Há duas semanas - mais precisamente em 11 de dezembro passado - o ex-ministro da Saúde, Luiz Mandetta, concedeu significativa entrevista à Globo News. Além de tê-la assistido e gostado do que ouvi, constatei a repercussão razoável e favorável que obteve, na imprensa escrita e em redes sociais, aquela parte, digamos, politicamente notável da entrevista. Mandetta foi contundente, preciso e didático na crítica à conduta e à atitude do capitão Bolsonaro, desde o início da pandemia do coronavírus. De certo modo, o ex-ministro fez chover em terreno enxarcado. Reiterou críticas já formalizadas em livro que lançou recentemente e que têm sido compartilhadas e fartamente veiculadas, através de diversos meios de comunicação, por vozes de diversos setores da sociedade e diferentes posições do espectro político do País. Mas o fez de um modo tão direto, objetivo e bem informado, que não se tratou de mais uma chuvinha contra a ideia de gripezinha. Foi um furacão de admoestações éticas e políticas ao Presidente da República, capaz de adubar o terreno em que se poderá, talvez, no futuro, plantar iniciativas políticas e jurídicas concretas para questionar, com propriedade, a sua permanência no cargo. Mereceu aplausos de quem sentiu a alma lavada, após tantos meses de desgoverno, vividos em meio à constatação de que Bolsonaro, malgrado o rol de irresponsabilidades e mesmo crimes em que incorreu e incorre, segue irremovível, no momento, seja por ter apoio parlamentar mínimo para se segurar no cargo, seja por contar com apoio popular relevante.
Feito
o registro do que reluz, passo ao que mais me impactou na entrevista e que tem
se mantido relativamente na penumbra, sem eco importante no noticiário e ainda
menos na análise de colunistas. Trata-se de duas constatações às quais aquela
fala de Mandetta nos induz, ambas com implicações lógicas diretas sobre o plano
político do “que fazer".
A primeira é que se não houver vacinação, em grau importante, já em fevereiro, estará armada a cena de uma tragédia sanitária maior que a atual. Isso porque março e abril são meses, lembra Mandetta, de sazonalidade de vírus. O sistema de saúde não dará conta de evitar centenas de mortes diárias remanescentes de falhas no combate à primeira onda, mais a contaminação da segunda onda (agora, sabemos, com adendo da mutação do vírus), e demandas da sazonalidade de outros vírus, também matadores de idosos não tratados. Em 2020 foi possível, ao Ministério da Saúde, coordenar ações com êxito, em março e abril, pois houve distanciamento e isolamento, hoje impraticáveis nos níveis em que se praticou naquele momento. Sem falar na ausência atual de capacidade e disposição coordenadora de um ministério marcado pela inépcia.

[Registros de origem]

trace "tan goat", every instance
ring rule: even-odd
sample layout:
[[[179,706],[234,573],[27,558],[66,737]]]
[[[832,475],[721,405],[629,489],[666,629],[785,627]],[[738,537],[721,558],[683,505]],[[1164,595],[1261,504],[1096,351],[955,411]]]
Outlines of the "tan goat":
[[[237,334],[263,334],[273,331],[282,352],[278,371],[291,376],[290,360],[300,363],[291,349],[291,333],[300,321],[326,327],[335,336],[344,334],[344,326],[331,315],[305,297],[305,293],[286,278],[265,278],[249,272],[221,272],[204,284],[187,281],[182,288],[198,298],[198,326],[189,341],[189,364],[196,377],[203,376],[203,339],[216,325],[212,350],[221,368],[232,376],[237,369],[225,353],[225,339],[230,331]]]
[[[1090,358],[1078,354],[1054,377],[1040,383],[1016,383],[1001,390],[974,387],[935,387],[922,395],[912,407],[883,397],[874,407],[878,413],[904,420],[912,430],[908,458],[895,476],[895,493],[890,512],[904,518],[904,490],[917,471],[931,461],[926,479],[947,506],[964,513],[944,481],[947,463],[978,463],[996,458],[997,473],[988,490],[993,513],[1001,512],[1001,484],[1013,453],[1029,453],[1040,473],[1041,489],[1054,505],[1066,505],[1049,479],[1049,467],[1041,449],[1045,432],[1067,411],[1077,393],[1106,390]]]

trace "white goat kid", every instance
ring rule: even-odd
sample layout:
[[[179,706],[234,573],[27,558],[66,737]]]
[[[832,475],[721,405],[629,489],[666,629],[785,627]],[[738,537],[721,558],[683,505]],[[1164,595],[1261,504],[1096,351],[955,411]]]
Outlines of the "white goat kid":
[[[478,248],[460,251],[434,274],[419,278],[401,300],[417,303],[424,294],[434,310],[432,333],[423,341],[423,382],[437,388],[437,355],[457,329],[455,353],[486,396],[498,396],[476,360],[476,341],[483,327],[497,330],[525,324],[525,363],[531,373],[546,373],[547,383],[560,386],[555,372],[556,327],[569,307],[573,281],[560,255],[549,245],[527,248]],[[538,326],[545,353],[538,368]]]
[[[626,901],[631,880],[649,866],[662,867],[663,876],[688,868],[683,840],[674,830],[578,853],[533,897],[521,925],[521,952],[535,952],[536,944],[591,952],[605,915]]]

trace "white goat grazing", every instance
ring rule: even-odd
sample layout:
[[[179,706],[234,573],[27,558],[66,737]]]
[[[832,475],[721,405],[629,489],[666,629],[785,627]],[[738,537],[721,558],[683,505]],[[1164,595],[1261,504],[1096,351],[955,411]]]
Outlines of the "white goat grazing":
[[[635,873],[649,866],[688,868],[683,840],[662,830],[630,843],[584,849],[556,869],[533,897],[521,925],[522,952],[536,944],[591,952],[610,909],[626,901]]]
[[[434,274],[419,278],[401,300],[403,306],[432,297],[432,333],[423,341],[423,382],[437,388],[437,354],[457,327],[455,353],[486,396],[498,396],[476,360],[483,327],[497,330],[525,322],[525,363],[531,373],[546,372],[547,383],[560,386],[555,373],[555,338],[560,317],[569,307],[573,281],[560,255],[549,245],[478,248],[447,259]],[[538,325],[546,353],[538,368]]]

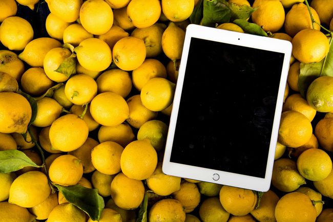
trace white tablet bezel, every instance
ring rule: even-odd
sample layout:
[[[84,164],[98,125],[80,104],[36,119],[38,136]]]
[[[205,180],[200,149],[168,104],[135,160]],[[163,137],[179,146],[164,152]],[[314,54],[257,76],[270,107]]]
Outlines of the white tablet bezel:
[[[285,54],[264,178],[256,177],[170,162],[173,138],[180,101],[180,96],[182,90],[190,43],[192,37],[268,50]],[[292,44],[288,41],[197,25],[191,24],[189,25],[186,28],[178,80],[173,100],[172,112],[170,117],[163,162],[163,172],[167,174],[182,178],[218,183],[259,191],[266,191],[268,190],[270,185],[278,131],[280,124],[291,53]],[[267,75],[269,75],[269,73],[267,73]]]

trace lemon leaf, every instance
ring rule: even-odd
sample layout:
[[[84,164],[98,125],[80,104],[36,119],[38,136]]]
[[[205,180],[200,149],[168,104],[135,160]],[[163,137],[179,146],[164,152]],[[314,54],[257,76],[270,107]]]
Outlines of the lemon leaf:
[[[22,151],[17,149],[0,151],[0,172],[9,173],[27,166],[41,167],[33,162]]]
[[[202,25],[212,27],[216,24],[228,23],[231,11],[224,0],[204,0]]]
[[[257,24],[249,23],[245,19],[235,19],[233,22],[241,28],[247,33],[262,36],[268,36],[266,32]]]
[[[144,193],[143,201],[141,204],[139,214],[136,222],[147,222],[147,207],[148,207],[148,195],[147,192]]]
[[[54,184],[65,198],[88,214],[93,220],[99,220],[105,204],[98,190],[90,189],[80,185],[63,186]]]
[[[55,72],[62,73],[68,77],[76,73],[76,55],[73,53],[60,64]]]

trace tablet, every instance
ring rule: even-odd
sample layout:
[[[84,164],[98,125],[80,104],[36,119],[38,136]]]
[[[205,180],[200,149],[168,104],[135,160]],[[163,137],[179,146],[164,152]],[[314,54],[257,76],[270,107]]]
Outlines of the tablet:
[[[286,40],[188,26],[163,172],[268,190],[291,52]]]

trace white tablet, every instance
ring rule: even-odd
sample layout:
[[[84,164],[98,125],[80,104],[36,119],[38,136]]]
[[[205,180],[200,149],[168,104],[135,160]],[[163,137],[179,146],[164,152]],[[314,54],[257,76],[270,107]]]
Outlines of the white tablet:
[[[189,25],[163,172],[268,190],[291,52],[287,41]]]

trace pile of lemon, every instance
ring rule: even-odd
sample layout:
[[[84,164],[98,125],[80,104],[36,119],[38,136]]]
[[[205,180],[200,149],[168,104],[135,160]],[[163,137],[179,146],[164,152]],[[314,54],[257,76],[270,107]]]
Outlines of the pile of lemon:
[[[293,46],[271,189],[162,172],[185,30],[206,1],[0,1],[0,221],[333,220],[332,0],[227,2]],[[41,4],[48,36],[34,38],[17,5]],[[84,187],[100,209],[69,197]]]

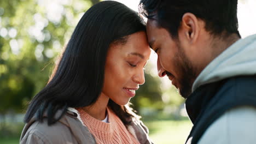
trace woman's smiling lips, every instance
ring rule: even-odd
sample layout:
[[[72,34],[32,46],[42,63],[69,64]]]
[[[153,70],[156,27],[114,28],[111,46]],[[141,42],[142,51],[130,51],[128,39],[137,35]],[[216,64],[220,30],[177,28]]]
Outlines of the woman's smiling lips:
[[[123,89],[125,92],[131,97],[133,97],[135,95],[136,92],[135,91],[138,90],[138,87],[137,88],[126,88],[124,87]]]

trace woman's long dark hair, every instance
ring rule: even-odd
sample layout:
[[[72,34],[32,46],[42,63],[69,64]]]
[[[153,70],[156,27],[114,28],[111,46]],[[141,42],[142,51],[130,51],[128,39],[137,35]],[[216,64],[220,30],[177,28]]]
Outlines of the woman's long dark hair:
[[[48,83],[31,101],[24,121],[28,123],[35,116],[42,122],[46,112],[51,125],[67,107],[95,103],[102,92],[110,44],[125,42],[126,36],[141,31],[146,31],[143,19],[125,5],[107,1],[92,6],[76,26]],[[131,122],[129,118],[136,117],[127,105],[111,100],[108,105],[126,125]],[[59,110],[62,115],[56,118]]]

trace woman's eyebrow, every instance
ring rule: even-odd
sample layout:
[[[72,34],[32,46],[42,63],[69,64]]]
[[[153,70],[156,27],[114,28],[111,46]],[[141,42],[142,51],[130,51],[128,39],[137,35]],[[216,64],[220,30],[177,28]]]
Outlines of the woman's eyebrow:
[[[142,59],[144,58],[144,57],[143,55],[141,55],[141,53],[137,53],[137,52],[131,52],[129,55],[132,55],[137,56],[138,56],[138,57],[139,57],[140,58],[141,58]]]

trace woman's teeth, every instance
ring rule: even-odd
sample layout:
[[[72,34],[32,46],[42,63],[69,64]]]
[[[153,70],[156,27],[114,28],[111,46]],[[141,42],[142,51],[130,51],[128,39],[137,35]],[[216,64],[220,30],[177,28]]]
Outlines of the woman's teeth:
[[[129,89],[129,91],[133,93],[135,93],[135,90],[133,90],[133,89]]]

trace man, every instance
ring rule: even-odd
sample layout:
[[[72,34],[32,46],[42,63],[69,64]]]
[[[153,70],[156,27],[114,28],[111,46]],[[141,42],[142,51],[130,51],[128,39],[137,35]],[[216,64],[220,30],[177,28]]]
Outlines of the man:
[[[142,0],[160,77],[186,98],[186,143],[256,142],[256,35],[241,39],[237,0]]]

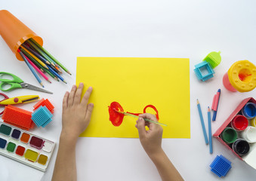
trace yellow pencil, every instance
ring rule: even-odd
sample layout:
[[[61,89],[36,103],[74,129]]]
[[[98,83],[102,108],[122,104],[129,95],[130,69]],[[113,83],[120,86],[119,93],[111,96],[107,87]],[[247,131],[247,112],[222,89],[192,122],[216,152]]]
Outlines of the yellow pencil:
[[[45,63],[43,63],[42,60],[40,60],[38,57],[36,57],[33,54],[32,54],[30,51],[29,51],[24,46],[20,45],[20,47],[24,49],[32,57],[33,57],[36,61],[38,61],[43,67],[48,69],[48,67],[45,65]]]

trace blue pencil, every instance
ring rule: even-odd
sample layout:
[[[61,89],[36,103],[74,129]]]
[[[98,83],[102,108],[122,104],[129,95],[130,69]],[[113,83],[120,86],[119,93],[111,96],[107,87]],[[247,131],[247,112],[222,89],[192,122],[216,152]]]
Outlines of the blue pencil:
[[[210,153],[212,154],[211,122],[211,111],[209,106],[208,106],[208,127],[209,133]]]
[[[39,75],[37,75],[36,72],[35,72],[35,70],[33,69],[33,68],[32,67],[32,66],[29,63],[28,60],[26,60],[25,55],[23,54],[23,53],[22,53],[20,50],[18,50],[19,54],[20,54],[20,56],[22,57],[22,58],[24,60],[26,64],[27,65],[27,66],[29,68],[29,69],[31,70],[31,72],[33,73],[33,75],[35,75],[35,78],[37,79],[37,81],[39,82],[39,84],[43,87],[43,84],[40,79],[40,78],[39,77]]]
[[[65,81],[64,78],[63,78],[59,74],[57,74],[49,65],[46,65],[49,71],[53,73],[54,75],[55,75],[55,76],[57,76],[57,78],[59,78],[63,82],[66,84],[66,81]]]
[[[199,112],[201,124],[202,124],[202,132],[204,133],[205,144],[208,145],[208,137],[207,137],[206,130],[205,130],[205,122],[204,122],[204,119],[203,119],[202,115],[200,103],[199,103],[199,101],[198,100],[197,100],[197,109],[198,109],[198,112]]]
[[[217,106],[216,108],[216,110],[214,111],[214,115],[212,116],[212,121],[215,121],[216,120],[216,115],[217,115],[217,107],[219,106],[219,102],[220,102],[220,97],[221,97],[221,89],[217,90],[217,98],[216,98],[216,100],[217,101]]]

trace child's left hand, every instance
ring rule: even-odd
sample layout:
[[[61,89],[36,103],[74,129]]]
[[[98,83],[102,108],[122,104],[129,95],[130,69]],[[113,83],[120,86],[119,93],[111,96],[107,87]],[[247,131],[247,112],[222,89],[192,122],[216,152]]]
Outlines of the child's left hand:
[[[83,87],[82,83],[78,88],[73,85],[70,94],[66,92],[63,100],[61,136],[76,141],[89,124],[94,108],[93,103],[88,105],[92,87],[88,87],[81,100]]]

▸ Objetivo da tarefa
Copie do texto sobre a entrevista de Mandetta tudo o que vai de "A primeira é" até "marcado pela inépcia.", sem alterar nada. Baseie-se somente no texto.

▸ Resposta abaixo
A primeira é que se não houver vacinação, em grau importante, já em fevereiro, estará armada a cena de uma tragédia sanitária maior que a atual. Isso porque março e abril são meses, lembra Mandetta, de sazonalidade de vírus. O sistema de saúde não dará conta de evitar centenas de mortes diárias remanescentes de falhas no combate à primeira onda, mais a contaminação da segunda onda (agora, sabemos, com adendo da mutação do vírus), e demandas da sazonalidade de outros vírus, também matadores de idosos não tratados. Em 2020 foi possível, ao Ministério da Saúde, coordenar ações com êxito, em março e abril, pois houve distanciamento e isolamento, hoje impraticáveis nos níveis em que se praticou naquele momento. Sem falar na ausência atual de capacidade e disposição coordenadora de um ministério marcado pela inépcia.